Listed records =

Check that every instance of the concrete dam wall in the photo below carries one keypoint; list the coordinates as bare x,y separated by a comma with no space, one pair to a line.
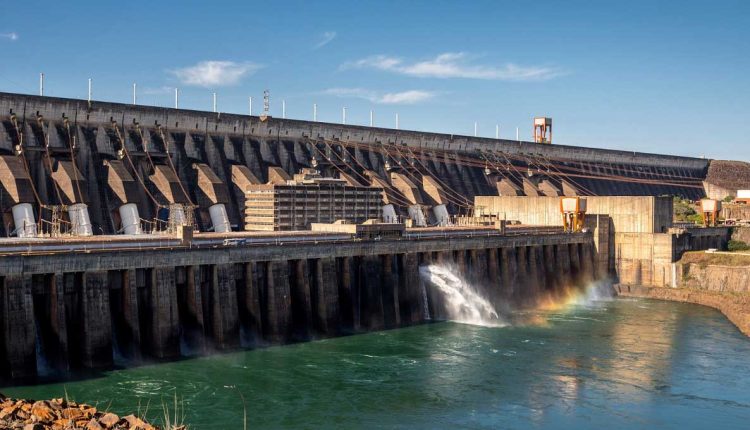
90,310
107,155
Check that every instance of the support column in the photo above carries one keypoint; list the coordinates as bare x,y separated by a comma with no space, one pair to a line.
521,285
575,263
509,272
164,327
129,313
461,264
391,312
562,265
372,292
587,263
19,333
301,301
411,299
534,278
278,302
225,327
326,297
191,314
495,276
349,294
97,321
58,323
249,298
550,278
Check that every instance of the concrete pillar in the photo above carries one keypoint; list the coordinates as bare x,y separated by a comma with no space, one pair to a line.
349,293
192,320
391,312
301,301
445,258
495,277
587,263
521,284
248,296
278,302
129,312
535,273
562,264
325,297
411,300
58,324
509,270
162,314
225,326
461,263
371,281
97,321
575,263
550,278
477,275
18,331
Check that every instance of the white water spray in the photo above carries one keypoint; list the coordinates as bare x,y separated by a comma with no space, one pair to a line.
462,303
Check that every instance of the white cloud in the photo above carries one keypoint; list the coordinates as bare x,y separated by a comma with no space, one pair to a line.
454,65
158,90
403,97
326,38
215,73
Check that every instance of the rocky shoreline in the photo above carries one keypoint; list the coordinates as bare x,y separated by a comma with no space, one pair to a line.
60,414
735,306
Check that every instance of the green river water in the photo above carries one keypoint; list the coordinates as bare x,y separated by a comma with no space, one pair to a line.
624,363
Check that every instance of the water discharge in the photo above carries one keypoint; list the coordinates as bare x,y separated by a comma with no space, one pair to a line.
462,302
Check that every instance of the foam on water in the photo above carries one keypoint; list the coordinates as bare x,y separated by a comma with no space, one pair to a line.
462,302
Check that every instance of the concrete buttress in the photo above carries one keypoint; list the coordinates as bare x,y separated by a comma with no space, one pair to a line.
371,270
163,314
19,333
225,327
97,322
249,298
278,302
326,297
391,312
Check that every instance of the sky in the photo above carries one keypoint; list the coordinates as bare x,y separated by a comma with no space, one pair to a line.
653,76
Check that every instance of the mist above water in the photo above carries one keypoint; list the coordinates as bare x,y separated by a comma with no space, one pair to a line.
462,301
466,303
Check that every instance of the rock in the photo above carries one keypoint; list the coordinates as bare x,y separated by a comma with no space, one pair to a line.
94,425
58,414
134,422
42,411
72,413
108,420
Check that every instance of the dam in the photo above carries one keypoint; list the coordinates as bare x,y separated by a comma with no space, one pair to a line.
135,233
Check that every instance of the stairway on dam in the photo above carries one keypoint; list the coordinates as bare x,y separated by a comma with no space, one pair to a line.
116,158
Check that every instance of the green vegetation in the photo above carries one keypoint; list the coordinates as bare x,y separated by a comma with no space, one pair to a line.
737,245
704,259
684,211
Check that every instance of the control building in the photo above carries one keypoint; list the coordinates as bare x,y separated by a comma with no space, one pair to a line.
294,204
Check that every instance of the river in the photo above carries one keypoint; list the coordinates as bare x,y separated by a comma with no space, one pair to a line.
623,363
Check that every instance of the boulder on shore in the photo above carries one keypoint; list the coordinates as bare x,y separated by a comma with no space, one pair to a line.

Task description = Turn all of the records above into a numbered list with one line per item, omitting blank lines and leaving the pictures out.

Result =
1. Check that every instance of the concrete dam wall in the photo below carries one keypoint; list the coordinates as bare x,y separated by a comma with no space, one pair to a line.
2. 90,310
3. 107,155
4. Check that every instance of the support column in the photo above carries one keypoint; list the coordinates as bare x,y separated by a comma with no space, one pair to a line.
5. 521,285
6. 575,263
7. 509,272
8. 164,327
9. 129,313
10. 461,264
11. 391,312
12. 562,265
13. 372,292
14. 587,263
15. 19,333
16. 301,301
17. 411,299
18. 534,278
19. 278,302
20. 225,327
21. 326,297
22. 191,314
23. 495,276
24. 349,294
25. 97,321
26. 58,323
27. 249,298
28. 550,278
29. Check that every instance of the concrete pillar in the photo above carries one keypoint; list the coordinates as bare x,y separated by a comma with no space, one pair to a line.
30. 349,293
31. 192,320
32. 391,312
33. 301,301
34. 445,258
35. 495,277
36. 587,263
37. 521,284
38. 248,296
39. 278,302
40. 129,312
41. 535,273
42. 562,264
43. 325,297
44. 411,300
45. 58,324
46. 509,270
47. 162,314
48. 225,326
49. 461,263
50. 371,281
51. 97,321
52. 575,263
53. 550,278
54. 477,275
55. 18,331
56. Check that every instance of the white water spray in the photo above carries one keypoint; list the coordinates as bare x,y separated by a comma with no space, one pair to a line.
57. 462,303
58. Check that every instance of the white cloud in the photo above carries one keypoint; list the coordinates as bare x,y separated by a comma with no space, one pair to a line.
59. 454,65
60. 158,90
61. 403,97
62. 326,38
63. 215,73
64. Check that every instance of the rocky shoreline in the photo above carries one keypoint; list the coordinates as bare x,y separated by a comma with no space, one pair to a line.
65. 60,414
66. 735,306
67. Check that every instance of the green river water in the photo above carries one keypoint; list the coordinates as bare x,y separated by a comma with no space, one pair to a line.
68. 624,363
69. Check that every instance of the water discharge in the photo above carries one keypoint; list the coordinates as bare x,y separated by a comma with no space, one pair to a line.
70. 462,302
71. Check that every instance of the foam on water in the photo above carries one keypoint; list the coordinates as bare x,y separated by a comma with no space, one pair to a line.
72. 462,302
73. Check that every instance of the concrete buttress in the photo above carries one keypoint; list the coordinates as bare x,y separated by a comma with no space, one pair to a line.
74. 371,270
75. 163,314
76. 19,333
77. 225,327
78. 97,322
79. 249,298
80. 278,302
81. 326,297
82. 391,312
83. Check that every instance of the sky in the photo above carries one keypoint; list the coordinates as bare x,y separated by a comma with no space, one pair to a line.
84. 653,76
85. Check that every instance of the mist above water in the photo above carries one keypoint; list the coordinates as bare x,y separated by a comma with no space, one pair to a line.
86. 462,301
87. 466,303
88. Check that every instance of the rock in the photo above carries one keypoint; list the coordinates as bare x,y separated by a comma with no space, one pair to a line.
89. 94,425
90. 58,414
91. 134,422
92. 42,411
93. 72,413
94. 108,420
95. Check that every instance of the dam in the photo above carries one keypoint; list the coordinates as bare x,y separated by a comma with no space, one pair to a line.
96. 135,233
97. Check that every instance of the stairway on dam in the photo above carries one keypoint; list the coordinates as bare x,y separated by a comma with no space, one pair to a line.
98. 116,158
99. Check that every instance of the green vegetation in the photo above carries one keypoint; list the coordinates as bare x,y separated by a comma with no space, one pair to a line.
100. 737,245
101. 704,259
102. 684,211
103. Check that every instance of the control building in the photo above carries one keypoint; list the coordinates as bare x,y separated by a comma with no space, one pair to a line.
104. 294,204
105. Check that every instance of the river in the photo above carries one keypoint; list the coordinates as bare x,y separated by a comma with no space, one pair to a line.
106. 623,363
107. Check that every instance of the boulder on shore in the photo above carries one keypoint; list the coordinates as bare x,y separated by a comma with no space, one pair to a line.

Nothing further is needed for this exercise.